[Dataset excerpt]
▽

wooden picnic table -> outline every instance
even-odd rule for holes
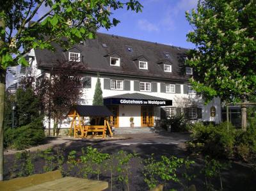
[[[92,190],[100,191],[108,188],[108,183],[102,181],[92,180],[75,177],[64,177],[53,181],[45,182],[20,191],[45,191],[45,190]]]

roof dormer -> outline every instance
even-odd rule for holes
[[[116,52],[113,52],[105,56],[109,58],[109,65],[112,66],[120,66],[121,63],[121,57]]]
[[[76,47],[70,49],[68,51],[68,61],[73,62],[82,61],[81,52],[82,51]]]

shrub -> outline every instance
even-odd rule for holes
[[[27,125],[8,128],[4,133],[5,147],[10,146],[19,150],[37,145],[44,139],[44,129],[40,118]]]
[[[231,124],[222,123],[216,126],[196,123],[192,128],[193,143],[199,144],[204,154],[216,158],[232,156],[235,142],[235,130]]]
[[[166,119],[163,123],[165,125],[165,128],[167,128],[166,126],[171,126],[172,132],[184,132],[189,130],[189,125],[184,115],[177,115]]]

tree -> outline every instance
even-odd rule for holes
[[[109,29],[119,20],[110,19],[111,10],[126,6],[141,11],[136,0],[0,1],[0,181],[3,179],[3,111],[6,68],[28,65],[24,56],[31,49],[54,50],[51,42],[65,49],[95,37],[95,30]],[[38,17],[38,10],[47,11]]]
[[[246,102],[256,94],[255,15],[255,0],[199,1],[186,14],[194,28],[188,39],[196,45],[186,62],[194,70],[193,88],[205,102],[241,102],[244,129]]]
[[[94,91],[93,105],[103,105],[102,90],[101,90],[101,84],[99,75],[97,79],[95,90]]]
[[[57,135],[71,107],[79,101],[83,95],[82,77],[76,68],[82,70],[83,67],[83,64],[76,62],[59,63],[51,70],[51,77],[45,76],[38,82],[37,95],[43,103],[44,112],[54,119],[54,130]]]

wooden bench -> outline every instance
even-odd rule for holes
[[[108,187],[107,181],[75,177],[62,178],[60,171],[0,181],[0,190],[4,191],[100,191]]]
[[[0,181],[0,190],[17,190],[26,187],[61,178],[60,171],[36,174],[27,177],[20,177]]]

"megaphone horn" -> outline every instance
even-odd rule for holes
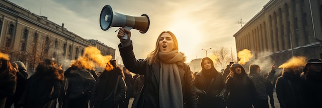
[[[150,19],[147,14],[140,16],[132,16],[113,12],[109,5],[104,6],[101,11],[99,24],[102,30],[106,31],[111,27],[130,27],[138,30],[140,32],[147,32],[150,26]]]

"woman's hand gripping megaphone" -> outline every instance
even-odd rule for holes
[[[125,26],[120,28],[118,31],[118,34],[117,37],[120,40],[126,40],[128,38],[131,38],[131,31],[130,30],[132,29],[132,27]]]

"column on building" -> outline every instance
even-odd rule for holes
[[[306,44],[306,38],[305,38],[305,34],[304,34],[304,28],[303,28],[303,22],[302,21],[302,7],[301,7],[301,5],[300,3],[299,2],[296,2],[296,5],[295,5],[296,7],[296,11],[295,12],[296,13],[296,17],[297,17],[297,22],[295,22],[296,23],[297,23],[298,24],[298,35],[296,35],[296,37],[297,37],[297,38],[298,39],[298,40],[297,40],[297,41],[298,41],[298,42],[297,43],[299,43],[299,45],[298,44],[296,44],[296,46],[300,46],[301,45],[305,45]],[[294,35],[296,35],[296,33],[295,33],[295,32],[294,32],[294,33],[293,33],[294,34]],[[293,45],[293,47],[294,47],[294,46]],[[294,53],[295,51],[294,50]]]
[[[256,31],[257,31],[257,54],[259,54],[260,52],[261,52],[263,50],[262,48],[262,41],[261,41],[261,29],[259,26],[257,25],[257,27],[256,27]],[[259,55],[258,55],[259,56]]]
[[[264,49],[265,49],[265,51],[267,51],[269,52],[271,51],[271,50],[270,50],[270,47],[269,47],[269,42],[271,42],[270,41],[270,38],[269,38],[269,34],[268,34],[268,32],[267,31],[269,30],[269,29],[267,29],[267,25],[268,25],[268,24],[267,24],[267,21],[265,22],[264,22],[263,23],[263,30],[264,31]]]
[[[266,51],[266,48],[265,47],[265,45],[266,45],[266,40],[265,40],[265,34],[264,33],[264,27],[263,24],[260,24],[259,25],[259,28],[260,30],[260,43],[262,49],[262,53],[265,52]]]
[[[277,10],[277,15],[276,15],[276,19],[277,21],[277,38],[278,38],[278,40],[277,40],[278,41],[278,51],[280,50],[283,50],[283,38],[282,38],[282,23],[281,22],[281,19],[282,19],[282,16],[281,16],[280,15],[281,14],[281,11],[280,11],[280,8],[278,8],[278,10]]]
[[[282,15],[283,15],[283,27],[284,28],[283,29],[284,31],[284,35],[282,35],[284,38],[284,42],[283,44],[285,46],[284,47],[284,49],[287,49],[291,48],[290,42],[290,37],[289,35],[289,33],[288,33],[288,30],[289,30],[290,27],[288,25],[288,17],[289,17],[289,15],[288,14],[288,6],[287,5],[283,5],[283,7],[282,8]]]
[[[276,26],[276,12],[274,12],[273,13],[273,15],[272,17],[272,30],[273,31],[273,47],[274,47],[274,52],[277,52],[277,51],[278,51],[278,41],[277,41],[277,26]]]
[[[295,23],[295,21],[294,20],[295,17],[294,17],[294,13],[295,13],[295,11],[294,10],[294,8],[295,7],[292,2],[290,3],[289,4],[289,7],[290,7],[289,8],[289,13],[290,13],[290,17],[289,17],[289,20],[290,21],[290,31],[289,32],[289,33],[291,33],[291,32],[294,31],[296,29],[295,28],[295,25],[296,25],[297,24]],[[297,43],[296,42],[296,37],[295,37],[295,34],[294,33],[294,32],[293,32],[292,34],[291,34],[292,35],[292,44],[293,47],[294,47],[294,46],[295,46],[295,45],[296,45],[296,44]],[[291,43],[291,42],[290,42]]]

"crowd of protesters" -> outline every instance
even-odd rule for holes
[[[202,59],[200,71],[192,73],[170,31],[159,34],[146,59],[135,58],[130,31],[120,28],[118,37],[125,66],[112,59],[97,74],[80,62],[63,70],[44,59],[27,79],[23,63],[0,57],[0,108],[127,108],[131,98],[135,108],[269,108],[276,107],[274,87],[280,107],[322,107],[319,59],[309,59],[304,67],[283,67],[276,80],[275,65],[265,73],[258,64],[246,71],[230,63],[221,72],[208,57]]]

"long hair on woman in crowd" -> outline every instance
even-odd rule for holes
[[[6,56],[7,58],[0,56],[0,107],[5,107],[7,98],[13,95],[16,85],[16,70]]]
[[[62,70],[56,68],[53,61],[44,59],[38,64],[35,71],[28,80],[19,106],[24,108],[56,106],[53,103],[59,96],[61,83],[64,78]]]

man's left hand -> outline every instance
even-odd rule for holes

△
▽

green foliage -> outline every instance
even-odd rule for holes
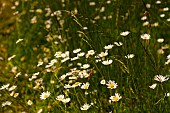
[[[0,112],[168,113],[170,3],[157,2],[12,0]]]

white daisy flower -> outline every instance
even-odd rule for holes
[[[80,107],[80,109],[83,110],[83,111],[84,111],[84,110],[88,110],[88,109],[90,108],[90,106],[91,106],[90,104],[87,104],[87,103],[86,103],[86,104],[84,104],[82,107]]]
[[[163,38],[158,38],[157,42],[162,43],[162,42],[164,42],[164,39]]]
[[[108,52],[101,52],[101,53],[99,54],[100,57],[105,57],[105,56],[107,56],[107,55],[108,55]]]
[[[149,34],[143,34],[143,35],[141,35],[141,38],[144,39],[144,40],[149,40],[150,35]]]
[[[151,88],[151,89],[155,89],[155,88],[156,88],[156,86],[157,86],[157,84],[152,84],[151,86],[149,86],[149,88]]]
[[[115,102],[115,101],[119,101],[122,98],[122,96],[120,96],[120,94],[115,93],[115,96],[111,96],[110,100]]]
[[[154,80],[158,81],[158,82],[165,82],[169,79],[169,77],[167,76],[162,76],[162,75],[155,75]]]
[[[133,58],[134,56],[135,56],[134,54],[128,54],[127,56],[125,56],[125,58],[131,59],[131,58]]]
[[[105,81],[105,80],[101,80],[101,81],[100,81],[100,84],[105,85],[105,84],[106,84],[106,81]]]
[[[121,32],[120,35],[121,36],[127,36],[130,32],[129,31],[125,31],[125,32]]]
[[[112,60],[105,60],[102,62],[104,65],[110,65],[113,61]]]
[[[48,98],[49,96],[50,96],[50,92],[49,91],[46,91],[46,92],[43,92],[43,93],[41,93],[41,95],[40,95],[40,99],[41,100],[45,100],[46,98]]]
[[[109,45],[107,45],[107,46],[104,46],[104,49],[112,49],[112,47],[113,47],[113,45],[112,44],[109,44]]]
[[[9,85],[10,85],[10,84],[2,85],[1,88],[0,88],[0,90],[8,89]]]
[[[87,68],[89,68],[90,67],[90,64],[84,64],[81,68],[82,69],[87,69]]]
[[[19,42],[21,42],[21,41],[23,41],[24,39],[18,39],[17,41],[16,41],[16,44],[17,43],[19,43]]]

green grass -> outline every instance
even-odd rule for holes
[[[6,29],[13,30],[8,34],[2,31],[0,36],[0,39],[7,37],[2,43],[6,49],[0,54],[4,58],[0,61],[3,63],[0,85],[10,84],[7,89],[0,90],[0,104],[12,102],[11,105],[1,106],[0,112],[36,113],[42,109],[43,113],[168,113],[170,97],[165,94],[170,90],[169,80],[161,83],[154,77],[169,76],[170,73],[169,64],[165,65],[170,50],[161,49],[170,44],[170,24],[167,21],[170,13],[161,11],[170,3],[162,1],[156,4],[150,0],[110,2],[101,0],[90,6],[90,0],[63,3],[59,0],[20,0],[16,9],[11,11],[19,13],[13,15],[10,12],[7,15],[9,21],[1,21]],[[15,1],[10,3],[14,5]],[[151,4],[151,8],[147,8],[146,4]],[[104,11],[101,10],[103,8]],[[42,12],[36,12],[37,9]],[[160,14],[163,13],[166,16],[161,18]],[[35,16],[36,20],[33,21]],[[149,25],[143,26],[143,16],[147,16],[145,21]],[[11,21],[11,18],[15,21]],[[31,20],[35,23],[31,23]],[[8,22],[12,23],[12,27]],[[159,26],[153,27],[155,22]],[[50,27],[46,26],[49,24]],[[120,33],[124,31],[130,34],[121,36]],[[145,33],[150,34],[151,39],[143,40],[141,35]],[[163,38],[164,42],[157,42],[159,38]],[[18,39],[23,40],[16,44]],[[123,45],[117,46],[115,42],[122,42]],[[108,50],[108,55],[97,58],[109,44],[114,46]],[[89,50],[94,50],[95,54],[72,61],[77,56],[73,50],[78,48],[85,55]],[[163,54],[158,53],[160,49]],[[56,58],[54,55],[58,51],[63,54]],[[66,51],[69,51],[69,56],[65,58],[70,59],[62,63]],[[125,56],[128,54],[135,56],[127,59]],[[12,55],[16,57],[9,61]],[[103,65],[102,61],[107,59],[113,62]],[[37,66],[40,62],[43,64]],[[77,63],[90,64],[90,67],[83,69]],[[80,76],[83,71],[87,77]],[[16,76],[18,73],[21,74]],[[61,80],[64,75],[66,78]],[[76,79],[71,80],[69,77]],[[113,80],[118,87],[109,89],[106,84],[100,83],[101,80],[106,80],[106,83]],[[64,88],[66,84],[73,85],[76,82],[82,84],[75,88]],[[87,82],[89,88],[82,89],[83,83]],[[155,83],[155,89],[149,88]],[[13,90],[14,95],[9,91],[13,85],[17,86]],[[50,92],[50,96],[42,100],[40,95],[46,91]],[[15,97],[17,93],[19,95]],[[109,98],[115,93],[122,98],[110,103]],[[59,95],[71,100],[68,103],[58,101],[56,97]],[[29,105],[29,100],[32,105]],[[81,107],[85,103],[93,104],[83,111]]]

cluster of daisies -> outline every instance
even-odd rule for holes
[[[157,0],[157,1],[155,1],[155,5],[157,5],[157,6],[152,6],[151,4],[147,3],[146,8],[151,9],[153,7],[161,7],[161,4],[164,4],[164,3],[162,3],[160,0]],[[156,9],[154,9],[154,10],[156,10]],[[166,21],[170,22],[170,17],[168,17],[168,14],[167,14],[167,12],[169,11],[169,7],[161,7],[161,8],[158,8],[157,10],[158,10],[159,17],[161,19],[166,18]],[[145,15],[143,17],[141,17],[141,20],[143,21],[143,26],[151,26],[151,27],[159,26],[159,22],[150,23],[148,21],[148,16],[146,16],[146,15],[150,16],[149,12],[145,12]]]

△

• _Goal_
Which lines in the records contain the string "hand"? Pick out each one and copy it in full, with case counting.

• _Full response_
"woman's hand gripping megaphone" -> outline every instance
man's left hand -> outline every instance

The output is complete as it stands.